# [Petunjuk Tugas]
Tuliskan ulang semua item di bawah ini baris demi baris tanpa mengubah apa pun, tetapi jangan sertakan gambarnya.

# [Catatan dari sebuah pengumpulan data]
--

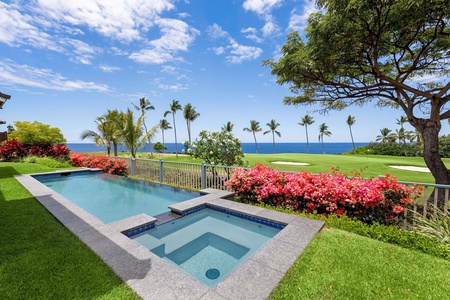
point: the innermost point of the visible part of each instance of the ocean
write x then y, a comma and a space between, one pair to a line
263, 148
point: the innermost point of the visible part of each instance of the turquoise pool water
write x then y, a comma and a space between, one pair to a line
111, 198
207, 244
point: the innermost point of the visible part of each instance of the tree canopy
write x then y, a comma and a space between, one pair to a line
394, 53
36, 133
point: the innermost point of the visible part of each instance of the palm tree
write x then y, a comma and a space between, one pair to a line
272, 128
350, 121
307, 120
384, 135
143, 106
131, 132
228, 127
164, 125
101, 137
323, 131
190, 115
173, 110
254, 127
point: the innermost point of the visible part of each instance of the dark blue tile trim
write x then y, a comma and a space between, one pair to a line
138, 230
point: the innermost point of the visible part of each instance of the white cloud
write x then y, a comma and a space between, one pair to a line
176, 37
299, 20
252, 34
120, 19
108, 69
216, 32
264, 8
240, 53
16, 29
261, 6
12, 73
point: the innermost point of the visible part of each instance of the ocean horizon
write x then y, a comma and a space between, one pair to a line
248, 148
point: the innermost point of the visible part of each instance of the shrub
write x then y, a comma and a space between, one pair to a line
108, 164
377, 200
12, 149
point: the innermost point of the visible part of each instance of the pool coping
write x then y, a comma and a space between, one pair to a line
152, 277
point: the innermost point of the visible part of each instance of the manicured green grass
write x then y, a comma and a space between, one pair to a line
342, 265
40, 258
369, 166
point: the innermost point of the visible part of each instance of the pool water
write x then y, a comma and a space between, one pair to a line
207, 244
111, 198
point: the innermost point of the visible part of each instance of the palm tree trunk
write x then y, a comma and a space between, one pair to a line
353, 143
175, 132
256, 143
307, 139
273, 139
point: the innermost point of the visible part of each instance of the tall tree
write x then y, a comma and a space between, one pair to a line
350, 122
254, 128
306, 120
102, 136
228, 127
143, 107
363, 50
403, 134
131, 131
189, 115
164, 125
174, 106
273, 128
323, 131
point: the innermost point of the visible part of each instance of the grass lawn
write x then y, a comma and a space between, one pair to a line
371, 165
41, 259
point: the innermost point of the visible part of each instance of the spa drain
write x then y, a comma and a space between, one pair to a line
212, 273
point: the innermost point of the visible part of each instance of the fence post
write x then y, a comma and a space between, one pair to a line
161, 173
203, 175
132, 166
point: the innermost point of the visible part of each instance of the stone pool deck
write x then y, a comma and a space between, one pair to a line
152, 277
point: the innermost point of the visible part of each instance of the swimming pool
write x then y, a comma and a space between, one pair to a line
112, 198
208, 244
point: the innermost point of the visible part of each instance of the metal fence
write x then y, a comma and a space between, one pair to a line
202, 176
189, 175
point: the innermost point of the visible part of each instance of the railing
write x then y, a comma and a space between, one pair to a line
190, 175
201, 176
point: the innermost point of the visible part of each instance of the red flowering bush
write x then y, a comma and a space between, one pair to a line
375, 200
108, 164
12, 149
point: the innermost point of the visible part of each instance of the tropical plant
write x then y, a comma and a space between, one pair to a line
384, 136
131, 132
159, 147
190, 114
174, 106
228, 127
36, 133
143, 107
362, 50
273, 128
218, 148
306, 120
164, 125
350, 122
254, 128
323, 131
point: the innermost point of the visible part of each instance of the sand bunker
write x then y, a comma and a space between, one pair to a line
412, 168
290, 163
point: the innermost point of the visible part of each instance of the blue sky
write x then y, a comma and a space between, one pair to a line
66, 63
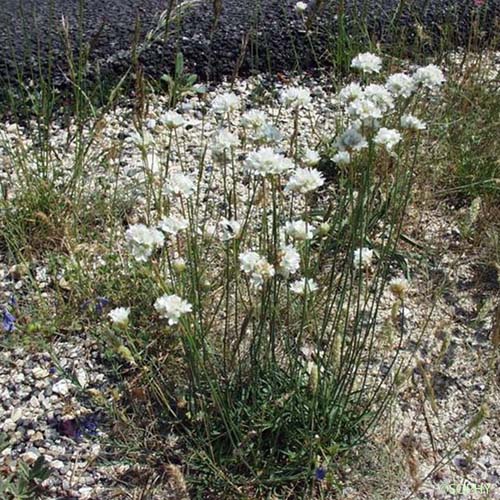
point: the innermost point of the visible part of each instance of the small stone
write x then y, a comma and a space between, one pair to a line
37, 436
16, 414
40, 373
9, 425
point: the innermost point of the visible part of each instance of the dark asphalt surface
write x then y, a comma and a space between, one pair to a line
276, 40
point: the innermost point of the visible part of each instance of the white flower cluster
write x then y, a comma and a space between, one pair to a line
367, 106
179, 184
143, 240
296, 97
266, 162
172, 307
229, 229
303, 286
304, 180
299, 230
119, 316
225, 103
223, 142
288, 261
172, 120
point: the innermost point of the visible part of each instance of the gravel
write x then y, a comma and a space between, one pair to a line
46, 410
275, 34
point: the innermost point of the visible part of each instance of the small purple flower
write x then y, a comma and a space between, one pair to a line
8, 321
320, 473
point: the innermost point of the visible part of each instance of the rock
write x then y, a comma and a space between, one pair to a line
40, 373
9, 425
16, 414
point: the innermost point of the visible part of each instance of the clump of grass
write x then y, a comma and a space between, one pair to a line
266, 308
467, 128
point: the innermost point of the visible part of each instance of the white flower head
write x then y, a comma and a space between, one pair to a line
367, 63
288, 260
172, 307
173, 224
266, 162
299, 230
362, 258
303, 286
379, 96
142, 139
296, 97
229, 229
180, 184
411, 122
248, 261
119, 316
300, 7
304, 180
267, 134
429, 76
351, 139
225, 103
143, 241
224, 141
172, 120
387, 137
342, 158
400, 85
311, 157
253, 119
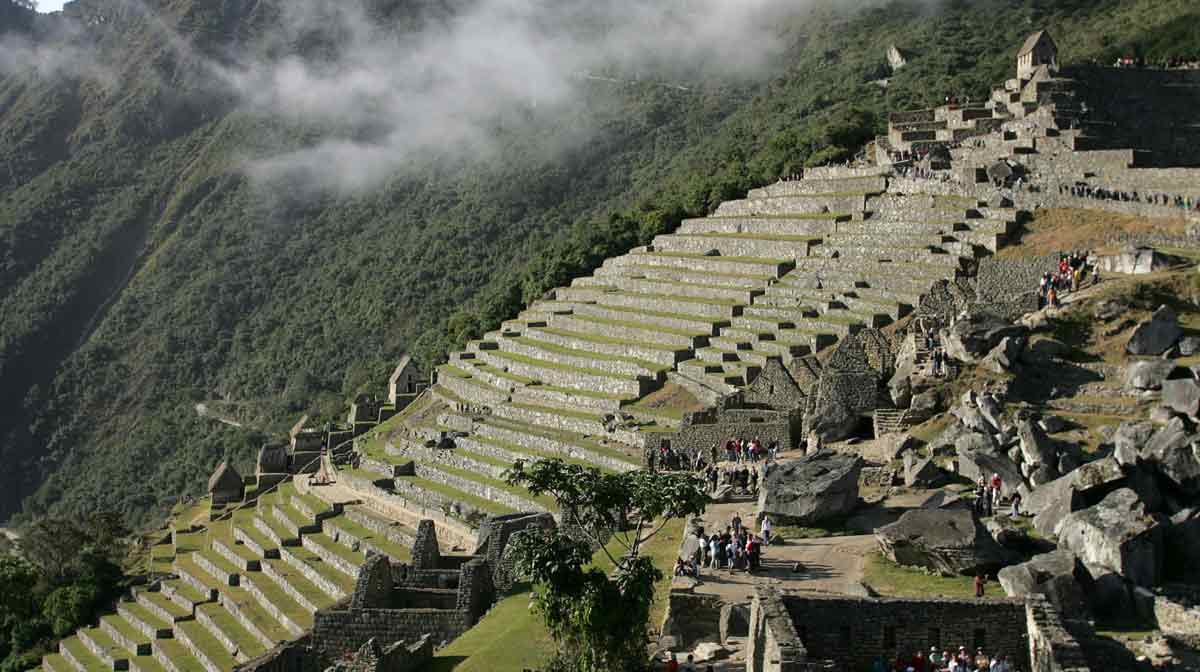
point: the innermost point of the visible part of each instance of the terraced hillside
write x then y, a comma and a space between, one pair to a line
784, 273
237, 586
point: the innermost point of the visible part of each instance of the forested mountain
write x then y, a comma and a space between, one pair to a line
258, 208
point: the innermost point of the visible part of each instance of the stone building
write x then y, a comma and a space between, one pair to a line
1039, 49
405, 383
226, 485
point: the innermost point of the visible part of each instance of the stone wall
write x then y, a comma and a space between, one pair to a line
701, 431
773, 645
855, 630
1008, 287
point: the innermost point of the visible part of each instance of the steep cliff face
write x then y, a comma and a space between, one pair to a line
154, 257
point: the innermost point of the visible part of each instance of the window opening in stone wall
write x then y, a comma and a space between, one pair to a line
981, 639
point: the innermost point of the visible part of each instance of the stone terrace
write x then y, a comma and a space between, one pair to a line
235, 587
784, 273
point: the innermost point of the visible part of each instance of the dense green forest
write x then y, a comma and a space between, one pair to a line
143, 273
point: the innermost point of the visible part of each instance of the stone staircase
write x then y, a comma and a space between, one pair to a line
237, 587
784, 273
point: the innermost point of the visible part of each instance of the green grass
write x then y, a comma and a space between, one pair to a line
557, 366
895, 581
511, 636
606, 340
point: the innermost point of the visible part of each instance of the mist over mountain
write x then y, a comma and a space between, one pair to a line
259, 205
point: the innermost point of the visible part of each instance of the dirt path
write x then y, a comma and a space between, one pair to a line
828, 565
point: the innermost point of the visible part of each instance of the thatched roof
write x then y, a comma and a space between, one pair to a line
1031, 42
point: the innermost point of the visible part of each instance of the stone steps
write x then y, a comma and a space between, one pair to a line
713, 288
561, 375
550, 395
661, 355
235, 639
814, 227
701, 263
556, 419
538, 438
149, 624
353, 534
334, 555
735, 244
103, 647
627, 331
79, 658
677, 274
126, 635
792, 204
283, 592
676, 304
175, 657
819, 186
199, 642
615, 365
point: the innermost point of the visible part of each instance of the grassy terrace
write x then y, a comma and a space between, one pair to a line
455, 495
234, 630
570, 438
684, 333
511, 636
570, 352
384, 544
179, 655
555, 365
773, 237
655, 268
532, 453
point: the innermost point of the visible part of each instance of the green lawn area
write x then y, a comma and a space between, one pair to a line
894, 581
511, 636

--

# [Contoh Jawaban]
point: the innermost point of the visible part of each instance of the ocean
write x then y, a comma and a space between, one pair to a line
263, 148
point: the innermost point of the visible part of each instance of the turquoise pool water
write x then y, a comma and a space between, one pair to a line
111, 198
207, 244
point: the innermost point of the visible part of each instance of the tree canopy
write x then y, a comma and a space between, one pair to a line
394, 53
36, 133
point: the innermost point of the visible part of each instance of the palm tree
write x then y, a comma and a space between, one pair to a line
272, 128
350, 121
307, 120
384, 135
143, 106
131, 132
228, 127
164, 125
101, 137
323, 131
190, 115
173, 110
254, 127
point: the innermost point of the visible part of each instance of the dark blue tile trim
write x then y, a comma and a space between, one pair to a line
138, 230
point: the innermost point of the visible part of each instance of the white cloud
write x then y, a comma and a space between, one pair to a line
176, 37
299, 20
252, 34
120, 19
108, 69
216, 32
264, 8
240, 53
16, 29
261, 6
12, 73
point: the innermost point of the visible part of each instance of the ocean horizon
write x then y, a comma and a space between, one pair to a line
248, 148
point: the innermost point of the visible part of each instance of the shrub
write x then y, a comma and a space between, one pair to a line
108, 164
377, 200
12, 149
point: the innermost point of the visible part of each instance of the pool coping
write x then y, a comma and a space between, one pair to a line
152, 277
point: the innermost point of the visible part of each instance of the manicured green grass
write x then y, a comma and a space between, one pair to a line
342, 265
40, 258
369, 166
point: the innermost point of the visible part of each instance of the pool water
write x then y, a comma and a space between, one pair to a line
207, 244
111, 198
point: the innermost point of the visible part of each instance of the palm tree trunk
write x then y, a comma and a space between, one pair to a line
353, 143
175, 132
256, 143
307, 139
273, 139
point: the innermost point of the visible part of each instance of the tall tree
write x then y, a comma and a space between, one pair to a line
350, 122
254, 128
306, 120
102, 136
228, 127
143, 107
363, 50
403, 134
131, 131
189, 115
164, 125
174, 106
273, 128
323, 131
point: the innermost point of the visible part of each instance of the grass lawn
write x then y, a comma and a space between, one pair to a line
371, 165
41, 259
point: the innermost point of the visible part of each instance of the spa drain
write x then y, a comma and a space between, one pair to a line
212, 273
point: the innermost point of the visible part of each instance of the fence post
write x then y, a comma and a space between, one pair to a line
161, 173
203, 175
132, 166
point: the innermost point of the visible part of each instance of the stone pool deck
write x then y, a comma and a space between, one pair to a line
152, 277
point: the innermost point of the visible part of each instance of the swimming pool
write x then y, a comma and a space between, one pair to a line
112, 198
208, 244
point: the innermost point of the visible part of each instance of the metal fence
write x then y, a comma and a space between, one pair to a line
202, 176
189, 175
point: the innermost point of the visible part of each instance of the railing
write x then y, a comma and a space between, one pair to a line
190, 175
201, 176
point: the innermost point of the visible part of each instance of the red flowering bush
write x then y, a comma and a space between, one pair to a line
375, 200
108, 164
12, 149
point: the innermost point of the visible part of each instance of the tropical plant
write x then y, a comma and a space between, one pair to a line
384, 136
131, 132
159, 147
190, 114
174, 106
228, 127
36, 133
143, 107
362, 50
273, 128
218, 148
306, 120
164, 125
350, 122
254, 128
323, 131
point: the innermost point of the visible part of each instance of the sand bunker
write x then y, a comma and a space between, one pair to a line
412, 168
290, 163
point: the innermost point of the visible part of each instance of the blue sky
write x then y, a comma and a space between, one pair to a line
66, 63
point: the innermost point of the visible part of each instance of the small stone
write x then y, a comma and a space between, one pair to a line
37, 436
16, 414
40, 373
9, 425
point: the innermost point of the visible part of each instance of the dark asphalt surface
write x then y, a comma and a space between, one pair to a line
276, 40
point: the innermost point of the visible part of each instance of the white flower cluster
write x then y, a comma and a space between, one pair to a line
367, 106
179, 184
143, 240
296, 97
266, 162
172, 307
229, 229
303, 286
304, 180
299, 230
119, 316
225, 103
223, 142
288, 261
172, 120
point: the innermost point of the visible part of each instance of the gravel
write x then y, a comma and a space between, one pair to a line
46, 410
275, 34
point: the innermost point of the visible part of each instance of the small purple flower
write x then y, a comma and a space between, one pair to a line
8, 321
320, 473
point: the innermost point of the visible part of each instance of the rock
write x then y, a comma and a space between, one pair to a line
40, 373
9, 425
16, 414
point: the innermost point of the visible part of each instance of the clump of grass
write x then y, a comma and a space between, one pair to a line
266, 308
467, 128
point: the innermost point of the visible part of each instance of the white flower head
write x then y, a comma and a space between, one pair to a line
367, 63
288, 260
172, 307
173, 224
266, 162
299, 230
362, 258
303, 286
379, 96
142, 139
296, 97
229, 229
180, 184
411, 122
248, 261
119, 316
300, 7
304, 180
267, 134
429, 76
351, 139
225, 103
143, 241
224, 141
172, 120
387, 137
342, 158
400, 85
311, 157
253, 119
point: the innermost point of the visible part of each instance of the terraced hillside
write x then y, a comma and a space between, one pair to a line
784, 273
237, 586
point: the innermost point of the visible part of each instance of the forested mountain
write x then y, a comma and a space between, one pair to a line
258, 208
point: the innermost point of the visible part of each instance of the stone building
write x then y, a comma and a space between, one pair to a line
1039, 49
405, 383
226, 485
point: the innermost point of the visible part of each instance of the stone wall
write x then y, a comma and a space between, one pair to a line
701, 431
773, 645
855, 630
1008, 287
point: the innermost point of the visible part of each instance of the steep cliff face
write x then y, a comma and a space between, one pair to a line
154, 257
point: the innermost point of the visible part of each instance of the window opening in stone wall
write x then y, a comma and a space between, one pair to a line
981, 639
point: the innermost point of the visible part of each instance of the stone terrace
write x then y, a comma and a space between, one pair to a line
235, 587
784, 273
point: the innermost point of the visible part of each instance of the dense green forest
write x then y, a comma and a space between, one pair to a line
143, 273
point: the innermost point of the visible part of each instance of the stone staircase
write x then y, a comma and a space between, one pair to a line
237, 587
784, 273
point: the innermost point of the visible part of each instance of the green grass
write x then y, a comma and a space between, one pair to a line
557, 366
895, 581
511, 636
606, 340
point: the innermost point of the visible part of each instance of the mist over mountain
write x then y, a comma and a space between, one pair to a line
259, 205
point: the innermost point of the visible part of each instance of the dirt path
write x then y, a comma and a space between, one pair to a line
828, 565
point: the innermost point of the visible part of each instance of the thatched roof
write x then y, a comma and a space between, one pair to a line
1031, 42
point: the innermost point of the visible part of each instance of the stone steps
write x then y, a comma and a space between, one pair to a line
713, 288
561, 375
550, 395
661, 355
235, 639
814, 227
701, 263
556, 419
538, 438
149, 624
353, 534
334, 555
735, 244
103, 647
627, 331
79, 658
677, 274
126, 635
792, 204
283, 592
676, 304
175, 657
819, 186
199, 642
615, 365
point: the innermost point of the visible part of each instance of the grassy terrace
write x then y, a comma and a space between, one pair to a line
455, 495
234, 630
570, 438
684, 333
511, 636
570, 352
384, 544
179, 655
555, 365
773, 237
655, 268
532, 453
point: the innermost point of the visible part of each instance of the green lawn area
write x then y, a comma and a space between, one pair to a line
894, 581
511, 636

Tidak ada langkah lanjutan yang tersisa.